*Problem requirements*. For the entries below, report the number of lines where the string "find" appears, and only that number.

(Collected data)
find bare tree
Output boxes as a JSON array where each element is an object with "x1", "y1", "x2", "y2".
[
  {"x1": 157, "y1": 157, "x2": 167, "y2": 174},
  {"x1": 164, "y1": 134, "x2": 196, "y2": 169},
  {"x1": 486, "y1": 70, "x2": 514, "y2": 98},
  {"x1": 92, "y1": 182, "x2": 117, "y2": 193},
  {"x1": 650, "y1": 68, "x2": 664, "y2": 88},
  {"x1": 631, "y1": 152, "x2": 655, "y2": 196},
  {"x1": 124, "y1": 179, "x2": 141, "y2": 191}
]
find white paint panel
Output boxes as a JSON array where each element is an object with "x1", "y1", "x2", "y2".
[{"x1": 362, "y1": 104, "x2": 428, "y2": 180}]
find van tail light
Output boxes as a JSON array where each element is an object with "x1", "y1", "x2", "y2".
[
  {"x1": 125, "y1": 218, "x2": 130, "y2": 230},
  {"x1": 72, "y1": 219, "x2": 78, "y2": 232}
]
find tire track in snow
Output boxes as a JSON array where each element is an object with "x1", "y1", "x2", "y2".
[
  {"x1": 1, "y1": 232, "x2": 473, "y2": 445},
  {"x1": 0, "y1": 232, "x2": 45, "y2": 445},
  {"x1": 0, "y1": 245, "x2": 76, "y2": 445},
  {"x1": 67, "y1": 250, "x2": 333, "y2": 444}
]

--

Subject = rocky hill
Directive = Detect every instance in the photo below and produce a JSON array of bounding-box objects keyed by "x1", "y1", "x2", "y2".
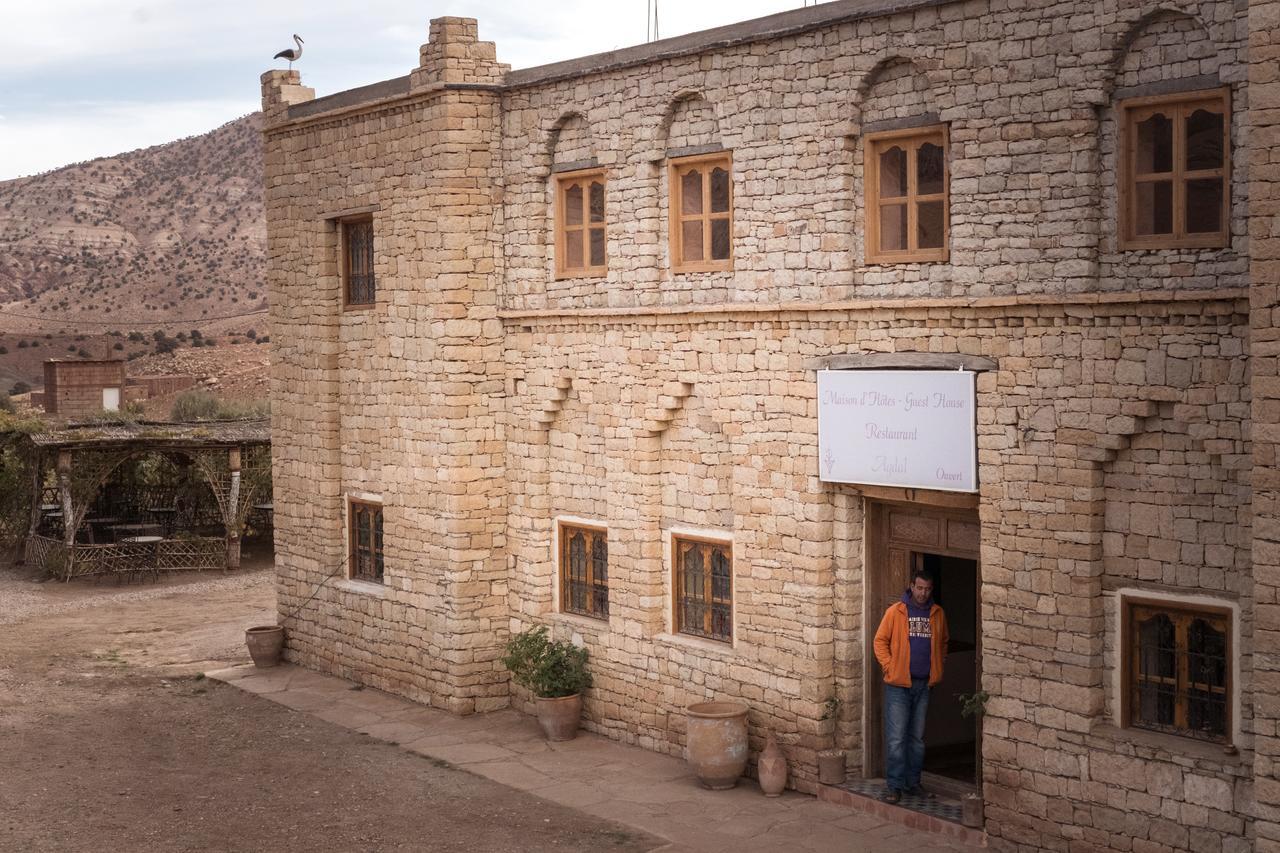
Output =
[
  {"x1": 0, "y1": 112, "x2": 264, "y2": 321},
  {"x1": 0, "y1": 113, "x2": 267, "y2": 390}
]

*Task solution*. 4